#### Extrait ####
Leenane, joli petit port situé dans le Connemara, à quelques dizaines de kilomètres de Galway, n'avait jamais connu pêche si miraculeuse. Pour constater ce phénomène, Andrew Richards, de la police criminelle de Londres est même dépêché sur place. Il est vrai que ramener dans son filet un poisson humain n'est guère courant, surtout quand le corps a été déchiqueté au niveau du ventre et qu'une inscription y a été gravée : I.V. Normalement cette affaire incombe à la police irlandaise, et donc à Nuala Mc Feen, de la police du comté de Dublin. Mais la victime étant une ressortissante anglaise, il y a bien du travail pour deux.

D'autant que, lorsque Andrew Richards arrive sur place, l'effervescence règne sur les quais, effervescence qui n'est pas due à la présence de Nuala. Une jambe et deux doigts ont été ramenés dans un filet garni, et là encore sur le membre, l'inscription I.V. figure. Il ne s'agit pas d'un tatouage à la mode, et il faut en découvrir la signification.

Evidemment il ne faut pas s'attendre à ce que les deux policiers tombent immédiatement dans les bras de leur partenaire imposé. Mais bien faire contre mauvaise fortune bon cœur. D'ailleurs ils vont coucher dans le même hôtel, mais pas ensemble, je le précise au cas où vous auriez des idées de rapprochement incompatible entre deux représentants de nations ennemies. A la réception Andrew récupère une lettre contenant la liste du personnel embarqué à bord du Bloody Mary, le navire ayant récupéré le cadavre. Il est étonné que parmi l'équipage Irlandais figure un Anglais.
#### Lignes fournies ####
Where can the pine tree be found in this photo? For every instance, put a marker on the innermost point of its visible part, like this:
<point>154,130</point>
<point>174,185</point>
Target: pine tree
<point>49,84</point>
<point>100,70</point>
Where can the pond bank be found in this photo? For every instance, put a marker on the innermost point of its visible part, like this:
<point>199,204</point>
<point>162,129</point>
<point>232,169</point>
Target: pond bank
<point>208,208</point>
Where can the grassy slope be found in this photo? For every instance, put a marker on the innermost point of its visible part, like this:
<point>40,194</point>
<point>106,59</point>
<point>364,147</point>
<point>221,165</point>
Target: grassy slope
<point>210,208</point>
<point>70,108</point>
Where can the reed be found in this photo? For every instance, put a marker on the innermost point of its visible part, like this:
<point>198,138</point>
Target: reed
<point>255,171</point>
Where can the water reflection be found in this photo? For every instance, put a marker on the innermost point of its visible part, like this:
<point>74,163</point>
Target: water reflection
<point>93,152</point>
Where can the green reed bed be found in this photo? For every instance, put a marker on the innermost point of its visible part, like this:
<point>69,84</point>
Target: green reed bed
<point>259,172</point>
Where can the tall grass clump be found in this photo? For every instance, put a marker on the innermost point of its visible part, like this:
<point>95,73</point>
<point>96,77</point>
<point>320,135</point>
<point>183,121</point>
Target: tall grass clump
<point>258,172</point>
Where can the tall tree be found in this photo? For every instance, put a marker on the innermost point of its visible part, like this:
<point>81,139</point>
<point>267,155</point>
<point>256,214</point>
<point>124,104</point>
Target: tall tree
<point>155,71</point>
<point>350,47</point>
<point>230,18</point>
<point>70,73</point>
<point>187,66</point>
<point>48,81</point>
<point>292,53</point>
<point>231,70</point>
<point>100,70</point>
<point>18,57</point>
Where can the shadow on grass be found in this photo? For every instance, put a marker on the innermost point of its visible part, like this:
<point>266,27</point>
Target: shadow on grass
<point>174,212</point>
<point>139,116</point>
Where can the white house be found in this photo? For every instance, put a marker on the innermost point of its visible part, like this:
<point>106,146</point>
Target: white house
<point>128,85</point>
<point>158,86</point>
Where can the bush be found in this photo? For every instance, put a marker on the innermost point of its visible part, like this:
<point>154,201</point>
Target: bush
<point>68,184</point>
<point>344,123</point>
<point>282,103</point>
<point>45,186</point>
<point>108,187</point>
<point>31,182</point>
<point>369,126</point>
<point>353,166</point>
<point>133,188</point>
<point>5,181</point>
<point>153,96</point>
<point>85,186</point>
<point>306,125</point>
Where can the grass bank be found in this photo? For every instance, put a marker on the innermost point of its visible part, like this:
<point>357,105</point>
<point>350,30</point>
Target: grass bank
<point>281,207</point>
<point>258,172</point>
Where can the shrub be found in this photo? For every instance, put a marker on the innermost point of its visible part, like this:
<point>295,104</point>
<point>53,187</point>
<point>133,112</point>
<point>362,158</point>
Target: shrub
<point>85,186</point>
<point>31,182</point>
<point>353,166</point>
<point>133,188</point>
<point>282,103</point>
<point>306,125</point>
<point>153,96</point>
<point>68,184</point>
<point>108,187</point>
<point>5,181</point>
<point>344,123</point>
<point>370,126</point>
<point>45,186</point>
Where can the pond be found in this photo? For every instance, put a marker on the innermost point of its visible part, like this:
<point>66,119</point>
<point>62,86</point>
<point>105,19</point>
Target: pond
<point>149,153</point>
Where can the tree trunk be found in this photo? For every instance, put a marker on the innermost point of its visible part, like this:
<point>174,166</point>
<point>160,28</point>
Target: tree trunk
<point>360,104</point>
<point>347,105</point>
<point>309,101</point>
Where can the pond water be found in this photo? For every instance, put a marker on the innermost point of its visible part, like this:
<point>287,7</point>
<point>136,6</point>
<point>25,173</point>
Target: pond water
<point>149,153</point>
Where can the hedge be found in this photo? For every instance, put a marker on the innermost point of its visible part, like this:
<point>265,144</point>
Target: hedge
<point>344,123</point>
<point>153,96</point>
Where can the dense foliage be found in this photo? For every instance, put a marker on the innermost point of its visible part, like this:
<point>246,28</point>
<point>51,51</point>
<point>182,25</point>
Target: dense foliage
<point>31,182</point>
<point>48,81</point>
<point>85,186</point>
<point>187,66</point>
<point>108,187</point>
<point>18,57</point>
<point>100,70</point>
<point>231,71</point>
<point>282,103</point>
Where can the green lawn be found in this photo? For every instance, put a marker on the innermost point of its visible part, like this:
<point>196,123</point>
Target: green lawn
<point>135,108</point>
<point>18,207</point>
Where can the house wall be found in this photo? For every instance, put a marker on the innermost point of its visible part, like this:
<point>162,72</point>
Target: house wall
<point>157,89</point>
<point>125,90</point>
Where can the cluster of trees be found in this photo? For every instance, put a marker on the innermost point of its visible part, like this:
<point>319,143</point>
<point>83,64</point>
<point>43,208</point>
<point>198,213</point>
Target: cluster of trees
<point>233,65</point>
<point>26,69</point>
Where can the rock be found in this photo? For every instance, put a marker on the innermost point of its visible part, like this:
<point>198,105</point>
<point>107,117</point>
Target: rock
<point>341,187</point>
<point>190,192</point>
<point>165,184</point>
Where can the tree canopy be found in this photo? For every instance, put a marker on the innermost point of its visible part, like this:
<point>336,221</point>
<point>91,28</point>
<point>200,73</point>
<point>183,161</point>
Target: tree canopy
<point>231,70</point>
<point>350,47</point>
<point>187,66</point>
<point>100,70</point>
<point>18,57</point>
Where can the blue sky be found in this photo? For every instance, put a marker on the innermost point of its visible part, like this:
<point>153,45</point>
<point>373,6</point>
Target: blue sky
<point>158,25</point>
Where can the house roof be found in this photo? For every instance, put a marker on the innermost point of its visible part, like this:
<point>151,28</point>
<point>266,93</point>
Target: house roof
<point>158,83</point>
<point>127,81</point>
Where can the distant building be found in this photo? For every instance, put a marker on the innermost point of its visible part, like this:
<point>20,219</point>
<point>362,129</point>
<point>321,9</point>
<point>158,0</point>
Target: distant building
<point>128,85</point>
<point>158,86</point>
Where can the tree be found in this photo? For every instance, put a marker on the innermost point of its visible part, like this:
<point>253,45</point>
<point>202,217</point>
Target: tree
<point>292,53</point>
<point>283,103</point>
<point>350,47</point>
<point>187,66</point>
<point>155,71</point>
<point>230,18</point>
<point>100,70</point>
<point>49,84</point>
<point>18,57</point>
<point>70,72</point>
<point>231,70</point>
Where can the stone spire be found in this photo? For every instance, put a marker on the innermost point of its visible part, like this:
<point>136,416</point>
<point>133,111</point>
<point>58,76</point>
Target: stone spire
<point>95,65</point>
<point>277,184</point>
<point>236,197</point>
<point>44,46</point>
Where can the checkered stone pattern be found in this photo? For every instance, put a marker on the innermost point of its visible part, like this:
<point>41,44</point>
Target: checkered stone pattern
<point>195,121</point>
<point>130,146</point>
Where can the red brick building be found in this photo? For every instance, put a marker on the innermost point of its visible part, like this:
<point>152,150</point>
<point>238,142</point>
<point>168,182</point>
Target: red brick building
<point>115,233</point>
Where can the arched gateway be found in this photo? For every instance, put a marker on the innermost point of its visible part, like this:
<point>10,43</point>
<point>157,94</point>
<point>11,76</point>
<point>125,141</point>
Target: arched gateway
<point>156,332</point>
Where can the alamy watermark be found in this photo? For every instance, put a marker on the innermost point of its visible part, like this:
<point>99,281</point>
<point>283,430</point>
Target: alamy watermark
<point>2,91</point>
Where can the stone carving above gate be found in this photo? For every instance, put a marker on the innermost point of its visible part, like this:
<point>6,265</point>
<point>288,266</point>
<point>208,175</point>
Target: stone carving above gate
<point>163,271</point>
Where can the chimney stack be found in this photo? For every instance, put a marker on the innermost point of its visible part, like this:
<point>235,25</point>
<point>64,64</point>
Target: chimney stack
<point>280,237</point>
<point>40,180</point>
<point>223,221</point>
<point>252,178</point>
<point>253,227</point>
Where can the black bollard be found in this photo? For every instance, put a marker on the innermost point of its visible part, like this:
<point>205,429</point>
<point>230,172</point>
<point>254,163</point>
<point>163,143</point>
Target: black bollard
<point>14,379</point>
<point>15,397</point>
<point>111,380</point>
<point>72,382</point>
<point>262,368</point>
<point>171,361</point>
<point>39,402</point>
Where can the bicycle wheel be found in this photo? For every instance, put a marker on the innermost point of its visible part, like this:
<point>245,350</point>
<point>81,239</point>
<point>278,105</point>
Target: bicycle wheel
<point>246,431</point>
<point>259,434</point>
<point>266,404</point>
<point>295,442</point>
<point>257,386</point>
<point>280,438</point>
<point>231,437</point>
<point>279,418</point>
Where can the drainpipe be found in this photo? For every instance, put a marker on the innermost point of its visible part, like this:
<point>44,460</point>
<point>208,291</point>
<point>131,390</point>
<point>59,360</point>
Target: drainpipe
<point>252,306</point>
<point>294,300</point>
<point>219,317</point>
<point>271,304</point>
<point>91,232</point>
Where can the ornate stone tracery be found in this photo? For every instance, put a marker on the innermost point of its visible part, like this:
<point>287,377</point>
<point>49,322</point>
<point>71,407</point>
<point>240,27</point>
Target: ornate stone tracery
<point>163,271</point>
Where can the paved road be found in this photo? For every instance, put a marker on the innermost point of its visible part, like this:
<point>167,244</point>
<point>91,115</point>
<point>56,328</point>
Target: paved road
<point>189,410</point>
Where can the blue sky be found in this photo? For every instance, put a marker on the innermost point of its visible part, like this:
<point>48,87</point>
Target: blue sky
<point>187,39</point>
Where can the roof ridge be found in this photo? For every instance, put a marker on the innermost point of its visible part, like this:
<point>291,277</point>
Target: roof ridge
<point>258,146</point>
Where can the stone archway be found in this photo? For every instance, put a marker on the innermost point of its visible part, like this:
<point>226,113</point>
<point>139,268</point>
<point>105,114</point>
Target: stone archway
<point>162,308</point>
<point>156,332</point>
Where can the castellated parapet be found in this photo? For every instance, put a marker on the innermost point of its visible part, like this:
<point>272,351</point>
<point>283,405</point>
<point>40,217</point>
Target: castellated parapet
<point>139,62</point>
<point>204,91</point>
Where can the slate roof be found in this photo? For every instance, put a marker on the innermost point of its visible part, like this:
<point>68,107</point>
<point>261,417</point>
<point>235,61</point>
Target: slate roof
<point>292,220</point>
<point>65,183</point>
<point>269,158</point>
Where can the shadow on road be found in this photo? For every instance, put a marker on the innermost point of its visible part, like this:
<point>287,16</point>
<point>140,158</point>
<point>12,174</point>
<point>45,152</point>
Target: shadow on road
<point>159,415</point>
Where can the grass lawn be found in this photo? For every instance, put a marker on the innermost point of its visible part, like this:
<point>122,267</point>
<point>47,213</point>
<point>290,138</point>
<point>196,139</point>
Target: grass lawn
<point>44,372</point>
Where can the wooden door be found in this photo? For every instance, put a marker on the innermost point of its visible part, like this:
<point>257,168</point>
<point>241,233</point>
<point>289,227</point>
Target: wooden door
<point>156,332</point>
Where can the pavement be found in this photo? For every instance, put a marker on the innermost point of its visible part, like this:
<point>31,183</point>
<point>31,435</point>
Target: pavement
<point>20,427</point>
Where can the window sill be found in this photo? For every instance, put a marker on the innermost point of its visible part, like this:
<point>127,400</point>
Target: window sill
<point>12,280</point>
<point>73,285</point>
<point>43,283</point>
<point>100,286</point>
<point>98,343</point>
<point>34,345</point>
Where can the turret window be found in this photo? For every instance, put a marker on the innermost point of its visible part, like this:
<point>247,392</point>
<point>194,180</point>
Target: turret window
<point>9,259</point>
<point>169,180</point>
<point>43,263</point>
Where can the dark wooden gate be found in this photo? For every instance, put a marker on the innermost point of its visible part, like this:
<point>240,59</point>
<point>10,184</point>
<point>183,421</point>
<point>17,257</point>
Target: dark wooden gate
####
**Consignes**
(1) Répondez aux questions suivantes à partir de l'extrait.
(a) À quel service de police appartient Andrew Richards ?
(b) Qu'a-t-on ramené dans un filet garni à l'arrivée d'Andrew Richards ?
(c) Quel est le nom du navire qui a récupéré le cadavre ?
(2) Transformez en tableau Markdown le passage des lignes fournies allant de celle qui contient « Where can the checkered » jusqu'à celle qui contient « <point>115,233</point> », bornes comprises, avec les colonnes « N° » et « Texte ». Omettez les lignes vides.

**Réponses par tâche**
(1)
(a) La police criminelle de Londres.
(b) Une jambe et deux doigts.
(c) Le Bloody Mary.

(2)
| N° | Texte |
|---|---|
| 1 | Where can the checkered stone pattern be found in this photo? For every instance, put a marker on the innermost point of its visible part, like this: |
| 2 | <point>41,44</point> |
| 3 | Target: checkered stone pattern |
| 4 | <point>195,121</point> |
| 5 | <point>130,146</point> |
| 6 | Where can the red brick building be found in this photo? For every instance, put a marker on the innermost point of its visible part, like this: |
| 7 | <point>152,150</point> |
| 8 | <point>238,142</point> |
| 9 | <point>168,182</point> |
| 10 | Target: red brick building |
| 11 | <point>115,233</point> |